Not Juneathon day 15

As has been the case for the past few Athons, I have let myself slide gently off the Juneathon wagon. I had a sudden realisation that I had started to do crap yoga, was writing increasingly boring blogs and that doing yoga in the front room has limited scope for posting photos of wildfowl. So I put my weasel pants on and weaselled on out of there. Worryingly, I actually managed a longer Juneathon last year when I was full of baby.

Ah well.

Today though, I ran. Alright, so it was after the usual procrastination (I tried to declare that my running kit was actually pyjamas. When asked, I explained that it had hi-vis on it in case of emergency. Pressed for further details I elaborated that there was a risk of “a bed emergency”) I hoofed out of the door in the opposite direction than normal. The route that I’ve been doing during the C25K is the flattest that I could think of, whereas turning left out of the front door is a slightly more undulating route.

I’m very proud to report that I managed a whole TWO miles!

One thing that I’m finding tricky is slowing down when I need to recover from a hill or a burst of misplaced enthusiasm. I know that sounds daft, especially as my pace isn’t exactly blistering right now, but all I seem to be able to do is walk or come to a standstill. What I can’t do is just plod on, moving my body in a way that looks a bit like running only much, much slower. I’m not sure if this is important (I think it is) and have a dim recollection of being advised to slow down, not walk, when I was first starting out. Is it important? Are there any tricks to getting your breath back? Preferably ones that don’t involve a nice cup of tea and a sit down (although you do know I would love to do just that).

Juneathon day eleven: on the trail of fun

While I’ve been starting to run again, I’ve been running the same route. On the one hand this has really helped me to see my progress as each session I’ve been able to see that I’ve gone just that little bit further. On the other hand, it’s quite boring.

Exercises to complete =
1. List the realizations the running blog post gives as the writer's reasons for sliding off the Juneathon wagon.
2. Pick up the running blog post after its final sentence and keep writing it.

Excerpt from a dataset:
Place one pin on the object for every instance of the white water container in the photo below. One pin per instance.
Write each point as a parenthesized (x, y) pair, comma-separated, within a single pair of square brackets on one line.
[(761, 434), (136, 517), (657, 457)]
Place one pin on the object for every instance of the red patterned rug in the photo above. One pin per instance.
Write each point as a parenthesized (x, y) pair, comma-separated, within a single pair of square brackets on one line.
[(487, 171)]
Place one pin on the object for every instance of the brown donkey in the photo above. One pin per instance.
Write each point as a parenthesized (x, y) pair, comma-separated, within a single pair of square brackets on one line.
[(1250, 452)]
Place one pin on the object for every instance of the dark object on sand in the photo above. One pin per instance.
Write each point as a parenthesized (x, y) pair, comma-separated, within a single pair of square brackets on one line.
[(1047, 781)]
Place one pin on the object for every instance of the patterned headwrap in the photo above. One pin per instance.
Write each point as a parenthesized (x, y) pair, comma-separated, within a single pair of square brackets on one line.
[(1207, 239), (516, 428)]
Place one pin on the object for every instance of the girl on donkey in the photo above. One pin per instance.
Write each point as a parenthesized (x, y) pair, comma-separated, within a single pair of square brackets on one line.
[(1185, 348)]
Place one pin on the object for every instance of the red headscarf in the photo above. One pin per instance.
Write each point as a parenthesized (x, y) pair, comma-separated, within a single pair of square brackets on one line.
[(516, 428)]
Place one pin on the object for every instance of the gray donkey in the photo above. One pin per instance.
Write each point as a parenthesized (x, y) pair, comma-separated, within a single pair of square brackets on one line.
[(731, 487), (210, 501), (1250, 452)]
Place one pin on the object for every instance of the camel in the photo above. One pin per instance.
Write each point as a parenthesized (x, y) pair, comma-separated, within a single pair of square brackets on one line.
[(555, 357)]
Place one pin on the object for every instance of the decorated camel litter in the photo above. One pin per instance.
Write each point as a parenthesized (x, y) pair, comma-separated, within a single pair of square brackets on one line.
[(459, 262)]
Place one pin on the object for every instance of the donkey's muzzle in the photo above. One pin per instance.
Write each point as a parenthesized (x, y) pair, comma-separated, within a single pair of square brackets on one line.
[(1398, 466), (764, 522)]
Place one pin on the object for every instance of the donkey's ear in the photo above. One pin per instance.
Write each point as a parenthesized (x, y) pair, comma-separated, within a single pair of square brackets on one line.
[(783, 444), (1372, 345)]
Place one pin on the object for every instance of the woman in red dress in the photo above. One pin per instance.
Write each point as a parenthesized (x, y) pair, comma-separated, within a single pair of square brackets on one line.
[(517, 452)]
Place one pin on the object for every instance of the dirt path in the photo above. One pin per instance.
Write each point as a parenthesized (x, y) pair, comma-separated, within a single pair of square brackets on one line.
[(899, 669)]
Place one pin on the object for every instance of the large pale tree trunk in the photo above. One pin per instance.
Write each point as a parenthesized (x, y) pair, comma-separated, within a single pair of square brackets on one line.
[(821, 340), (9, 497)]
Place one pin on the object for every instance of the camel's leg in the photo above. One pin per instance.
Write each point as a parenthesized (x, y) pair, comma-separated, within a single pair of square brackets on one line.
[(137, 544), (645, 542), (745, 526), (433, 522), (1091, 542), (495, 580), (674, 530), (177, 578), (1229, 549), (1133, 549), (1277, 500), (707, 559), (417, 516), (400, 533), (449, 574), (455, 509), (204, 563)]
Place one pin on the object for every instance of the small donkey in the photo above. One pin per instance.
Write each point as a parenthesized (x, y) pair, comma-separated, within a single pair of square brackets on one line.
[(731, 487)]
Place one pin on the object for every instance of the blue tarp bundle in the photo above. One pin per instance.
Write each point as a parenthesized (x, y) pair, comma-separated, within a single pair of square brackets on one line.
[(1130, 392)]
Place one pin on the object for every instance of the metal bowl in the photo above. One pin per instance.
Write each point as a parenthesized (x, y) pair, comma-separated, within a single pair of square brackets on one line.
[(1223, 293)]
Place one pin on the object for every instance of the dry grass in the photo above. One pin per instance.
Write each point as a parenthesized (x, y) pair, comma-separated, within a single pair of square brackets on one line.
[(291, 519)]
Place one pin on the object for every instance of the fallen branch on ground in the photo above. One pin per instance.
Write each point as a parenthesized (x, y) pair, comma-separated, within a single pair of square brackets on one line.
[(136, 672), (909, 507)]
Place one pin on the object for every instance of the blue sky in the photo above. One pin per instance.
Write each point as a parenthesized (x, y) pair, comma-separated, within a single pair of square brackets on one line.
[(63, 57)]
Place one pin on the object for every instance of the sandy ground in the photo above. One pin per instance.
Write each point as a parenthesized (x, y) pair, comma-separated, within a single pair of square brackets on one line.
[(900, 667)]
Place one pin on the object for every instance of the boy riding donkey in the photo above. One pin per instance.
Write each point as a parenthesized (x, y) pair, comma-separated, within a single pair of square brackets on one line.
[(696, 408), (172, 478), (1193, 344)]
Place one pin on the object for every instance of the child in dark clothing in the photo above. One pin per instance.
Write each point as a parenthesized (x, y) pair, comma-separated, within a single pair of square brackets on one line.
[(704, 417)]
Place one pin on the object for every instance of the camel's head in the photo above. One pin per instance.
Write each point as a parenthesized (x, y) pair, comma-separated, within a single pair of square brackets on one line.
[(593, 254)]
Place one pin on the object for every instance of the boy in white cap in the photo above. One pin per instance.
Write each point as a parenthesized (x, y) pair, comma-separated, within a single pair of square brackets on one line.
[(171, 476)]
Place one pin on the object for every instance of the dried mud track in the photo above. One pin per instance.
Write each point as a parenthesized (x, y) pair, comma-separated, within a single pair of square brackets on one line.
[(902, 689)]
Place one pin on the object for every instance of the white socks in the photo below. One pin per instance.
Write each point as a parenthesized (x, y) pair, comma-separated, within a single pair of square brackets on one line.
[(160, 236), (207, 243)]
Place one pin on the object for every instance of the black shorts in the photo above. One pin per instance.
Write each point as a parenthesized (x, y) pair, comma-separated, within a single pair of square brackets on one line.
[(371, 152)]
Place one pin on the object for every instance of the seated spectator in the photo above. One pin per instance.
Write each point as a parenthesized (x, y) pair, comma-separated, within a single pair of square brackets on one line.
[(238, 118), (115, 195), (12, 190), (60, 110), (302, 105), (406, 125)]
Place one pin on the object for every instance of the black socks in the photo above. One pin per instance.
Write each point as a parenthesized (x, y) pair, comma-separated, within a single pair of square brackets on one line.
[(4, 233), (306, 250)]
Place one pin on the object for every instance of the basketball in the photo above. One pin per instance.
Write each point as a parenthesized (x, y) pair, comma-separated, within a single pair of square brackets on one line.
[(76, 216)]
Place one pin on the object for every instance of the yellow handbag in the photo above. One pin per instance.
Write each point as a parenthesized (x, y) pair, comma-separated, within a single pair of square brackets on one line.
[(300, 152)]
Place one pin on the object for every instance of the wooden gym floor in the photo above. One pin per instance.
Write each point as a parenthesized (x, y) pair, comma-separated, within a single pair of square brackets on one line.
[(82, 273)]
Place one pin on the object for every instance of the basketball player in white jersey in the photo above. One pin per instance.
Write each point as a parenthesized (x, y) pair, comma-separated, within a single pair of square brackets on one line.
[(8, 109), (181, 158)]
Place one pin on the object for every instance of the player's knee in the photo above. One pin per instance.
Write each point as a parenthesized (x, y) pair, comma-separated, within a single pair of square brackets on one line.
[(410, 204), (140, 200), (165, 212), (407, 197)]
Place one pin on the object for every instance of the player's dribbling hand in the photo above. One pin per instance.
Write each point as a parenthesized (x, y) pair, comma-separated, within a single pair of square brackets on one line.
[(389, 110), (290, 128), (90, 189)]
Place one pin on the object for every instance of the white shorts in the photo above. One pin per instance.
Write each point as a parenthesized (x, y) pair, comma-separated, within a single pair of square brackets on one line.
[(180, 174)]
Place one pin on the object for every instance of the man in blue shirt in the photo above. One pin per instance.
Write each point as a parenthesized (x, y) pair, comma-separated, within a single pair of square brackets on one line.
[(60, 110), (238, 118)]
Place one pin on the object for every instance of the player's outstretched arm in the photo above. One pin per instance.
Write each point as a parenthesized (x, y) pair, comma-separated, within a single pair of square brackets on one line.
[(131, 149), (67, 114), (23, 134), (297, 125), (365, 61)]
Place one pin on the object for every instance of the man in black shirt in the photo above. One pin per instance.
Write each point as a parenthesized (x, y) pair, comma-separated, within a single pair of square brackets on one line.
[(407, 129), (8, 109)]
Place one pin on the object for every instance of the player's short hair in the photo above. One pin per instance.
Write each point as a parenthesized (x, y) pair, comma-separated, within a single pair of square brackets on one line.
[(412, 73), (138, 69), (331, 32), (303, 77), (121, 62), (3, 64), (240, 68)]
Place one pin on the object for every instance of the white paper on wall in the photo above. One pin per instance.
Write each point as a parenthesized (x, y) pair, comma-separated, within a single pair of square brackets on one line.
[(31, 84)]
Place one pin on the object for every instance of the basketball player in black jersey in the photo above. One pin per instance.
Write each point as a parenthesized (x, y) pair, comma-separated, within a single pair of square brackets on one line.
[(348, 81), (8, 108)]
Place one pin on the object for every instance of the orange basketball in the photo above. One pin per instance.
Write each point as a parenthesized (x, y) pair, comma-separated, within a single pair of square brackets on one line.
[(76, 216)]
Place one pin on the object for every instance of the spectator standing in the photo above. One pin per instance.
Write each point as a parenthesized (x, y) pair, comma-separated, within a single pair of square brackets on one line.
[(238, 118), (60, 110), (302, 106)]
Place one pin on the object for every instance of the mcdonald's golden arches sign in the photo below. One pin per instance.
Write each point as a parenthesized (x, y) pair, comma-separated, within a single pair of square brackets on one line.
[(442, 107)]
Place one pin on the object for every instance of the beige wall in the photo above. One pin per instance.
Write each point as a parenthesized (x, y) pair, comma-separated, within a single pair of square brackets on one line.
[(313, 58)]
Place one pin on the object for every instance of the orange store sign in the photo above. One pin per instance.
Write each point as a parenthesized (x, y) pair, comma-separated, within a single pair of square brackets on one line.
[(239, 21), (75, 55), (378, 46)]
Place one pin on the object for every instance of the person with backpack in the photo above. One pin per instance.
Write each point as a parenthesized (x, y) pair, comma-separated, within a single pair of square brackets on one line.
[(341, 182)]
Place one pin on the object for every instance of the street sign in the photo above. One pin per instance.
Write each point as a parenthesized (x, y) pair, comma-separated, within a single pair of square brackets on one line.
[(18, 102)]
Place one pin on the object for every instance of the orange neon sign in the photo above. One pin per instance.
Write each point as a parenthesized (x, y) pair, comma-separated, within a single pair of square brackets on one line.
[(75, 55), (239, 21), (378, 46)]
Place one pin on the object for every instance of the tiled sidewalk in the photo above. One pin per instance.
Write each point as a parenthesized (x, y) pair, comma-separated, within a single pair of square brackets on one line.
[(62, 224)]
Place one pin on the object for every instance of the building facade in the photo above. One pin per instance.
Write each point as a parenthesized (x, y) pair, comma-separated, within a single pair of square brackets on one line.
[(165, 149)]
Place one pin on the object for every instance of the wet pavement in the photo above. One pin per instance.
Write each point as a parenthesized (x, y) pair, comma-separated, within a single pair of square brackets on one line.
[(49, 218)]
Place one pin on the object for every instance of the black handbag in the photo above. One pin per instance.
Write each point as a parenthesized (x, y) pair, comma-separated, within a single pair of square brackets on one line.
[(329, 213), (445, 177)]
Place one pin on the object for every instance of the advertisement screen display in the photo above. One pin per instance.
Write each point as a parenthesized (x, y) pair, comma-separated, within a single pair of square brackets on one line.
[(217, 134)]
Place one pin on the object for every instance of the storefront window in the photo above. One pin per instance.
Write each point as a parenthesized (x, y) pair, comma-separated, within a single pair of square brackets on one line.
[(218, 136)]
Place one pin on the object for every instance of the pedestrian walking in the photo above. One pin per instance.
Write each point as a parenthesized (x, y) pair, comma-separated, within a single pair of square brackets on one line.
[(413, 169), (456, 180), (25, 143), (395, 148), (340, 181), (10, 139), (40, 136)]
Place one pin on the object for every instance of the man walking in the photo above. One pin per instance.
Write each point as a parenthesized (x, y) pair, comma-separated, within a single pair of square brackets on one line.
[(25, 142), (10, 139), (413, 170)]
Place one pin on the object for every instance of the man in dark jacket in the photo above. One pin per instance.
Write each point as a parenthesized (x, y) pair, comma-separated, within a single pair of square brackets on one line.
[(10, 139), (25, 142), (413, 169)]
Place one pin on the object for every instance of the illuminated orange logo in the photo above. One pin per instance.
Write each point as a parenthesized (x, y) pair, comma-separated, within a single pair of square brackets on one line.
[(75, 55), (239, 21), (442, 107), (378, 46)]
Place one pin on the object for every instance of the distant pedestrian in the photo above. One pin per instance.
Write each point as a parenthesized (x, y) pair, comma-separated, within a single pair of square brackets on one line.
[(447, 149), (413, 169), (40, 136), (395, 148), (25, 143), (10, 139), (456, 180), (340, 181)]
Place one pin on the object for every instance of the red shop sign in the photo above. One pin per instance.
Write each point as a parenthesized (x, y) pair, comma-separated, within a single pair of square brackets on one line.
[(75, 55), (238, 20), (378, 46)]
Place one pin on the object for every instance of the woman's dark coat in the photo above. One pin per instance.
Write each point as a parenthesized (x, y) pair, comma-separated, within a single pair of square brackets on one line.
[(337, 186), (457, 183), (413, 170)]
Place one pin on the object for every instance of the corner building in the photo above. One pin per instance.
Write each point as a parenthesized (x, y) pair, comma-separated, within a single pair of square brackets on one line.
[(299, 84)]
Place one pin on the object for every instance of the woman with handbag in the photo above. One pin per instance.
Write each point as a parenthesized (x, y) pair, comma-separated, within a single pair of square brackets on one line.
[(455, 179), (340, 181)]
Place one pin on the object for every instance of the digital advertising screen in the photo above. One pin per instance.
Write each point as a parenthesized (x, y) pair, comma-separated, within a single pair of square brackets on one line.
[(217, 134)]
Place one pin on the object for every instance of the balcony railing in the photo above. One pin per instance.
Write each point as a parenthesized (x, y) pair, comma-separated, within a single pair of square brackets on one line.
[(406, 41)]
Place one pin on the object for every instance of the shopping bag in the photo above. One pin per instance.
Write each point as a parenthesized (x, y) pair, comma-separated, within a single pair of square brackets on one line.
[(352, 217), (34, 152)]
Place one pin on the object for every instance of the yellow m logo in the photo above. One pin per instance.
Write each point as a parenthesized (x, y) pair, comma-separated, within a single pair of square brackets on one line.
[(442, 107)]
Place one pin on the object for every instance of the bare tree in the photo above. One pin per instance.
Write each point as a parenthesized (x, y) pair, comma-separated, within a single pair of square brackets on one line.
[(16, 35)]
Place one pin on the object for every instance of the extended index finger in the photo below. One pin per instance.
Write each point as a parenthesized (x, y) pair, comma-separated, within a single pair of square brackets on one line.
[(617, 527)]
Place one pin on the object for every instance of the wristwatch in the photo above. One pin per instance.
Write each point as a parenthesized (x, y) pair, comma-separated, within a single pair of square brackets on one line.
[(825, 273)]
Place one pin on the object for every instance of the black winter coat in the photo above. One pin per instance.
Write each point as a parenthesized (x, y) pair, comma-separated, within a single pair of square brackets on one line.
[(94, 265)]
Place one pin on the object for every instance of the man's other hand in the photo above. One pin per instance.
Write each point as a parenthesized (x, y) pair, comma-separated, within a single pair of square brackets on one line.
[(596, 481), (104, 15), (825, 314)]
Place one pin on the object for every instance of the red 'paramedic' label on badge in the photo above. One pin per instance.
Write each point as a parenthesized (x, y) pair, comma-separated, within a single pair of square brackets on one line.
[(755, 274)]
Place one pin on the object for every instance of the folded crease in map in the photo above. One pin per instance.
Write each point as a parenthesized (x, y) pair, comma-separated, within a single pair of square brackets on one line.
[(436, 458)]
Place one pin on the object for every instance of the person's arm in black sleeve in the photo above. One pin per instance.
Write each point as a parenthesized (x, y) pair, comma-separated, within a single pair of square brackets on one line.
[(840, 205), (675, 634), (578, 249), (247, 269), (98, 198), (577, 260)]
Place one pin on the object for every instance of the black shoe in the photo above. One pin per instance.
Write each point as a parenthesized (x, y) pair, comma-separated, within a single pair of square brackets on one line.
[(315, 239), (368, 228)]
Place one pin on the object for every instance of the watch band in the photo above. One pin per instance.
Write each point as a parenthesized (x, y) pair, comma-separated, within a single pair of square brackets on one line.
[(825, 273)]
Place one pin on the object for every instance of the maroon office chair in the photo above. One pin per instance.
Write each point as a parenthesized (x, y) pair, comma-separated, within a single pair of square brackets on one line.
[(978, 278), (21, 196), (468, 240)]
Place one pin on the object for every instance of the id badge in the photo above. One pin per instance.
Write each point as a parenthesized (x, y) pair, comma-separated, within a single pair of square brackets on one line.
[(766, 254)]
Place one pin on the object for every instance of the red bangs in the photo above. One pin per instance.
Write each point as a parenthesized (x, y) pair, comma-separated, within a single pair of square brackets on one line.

Results by task =
1.
- The writer had started to do crap yoga.
- The writer was writing increasingly boring blogs.
- Doing yoga in the front room has limited scope for posting photos of wildfowl.

2.
Today I had the freedom to run during the day so I hopped in the car and went off-road. Well I went running off-road, not off-road in my car. I drive a Clio, it’s not built for that kind of thing. Anyway, I went down to Cuerden Valley (home of the Cuerden Valley parkrun) and tried to avoid the hills. Rather than take the direct route down to the main path, I adopted a policy of “oooh, where does that go?” and kept darting off down paths and tracks, sometimes tackling a little bit of hill (just to remind my legs and lungs that they exist) and sometimes discovering that they didn’t actually lead anywhere.

SAM_2932It was all very stop-start, but it was so nice being out in some scenery.

SAM_2931And I timed it perfectly to avoid clashing with a group of excited, welly-wearing schoolchildren. Which was just as well because I had an overwhelming urge to run through this.

SAM_2933So I did.

And then squelched back up the hill to the car park, pausing to take a photo of some cows (because it’s not an Athon without taking a photo of cows for JogBlog).

SAM_2936Today’s run was shorter and slower and probably completely pointless in terms of the couch 2 5k plan, but it put a massive smile on my chops and sometimes that’s far more important.

Juneathon day ten: imaginary yoga

Day ten very nearly didn’t happen. Well it would have happened, just not in the format that was planned. It wasn’t that I didn’t want to go to my yoga class, it was just that I’d have quite happily not gone to my yoga class. Mainly because I was very settled on the sofa watching my new favourite rubbish telly (Bondi Rescue since you ask, it’s got sharks and jellyfish and idiots nearly drowning – it’s brilliant). I was doing that thing of opting out of making a decision, I was waiting for Ginge to arrive home and had he been five minutes later, I would have shrugged my shoulders and stuck the kettle on.

I didn’t want to have to say out loud “I’m not going”, so I went.

And of course I had a lovely time.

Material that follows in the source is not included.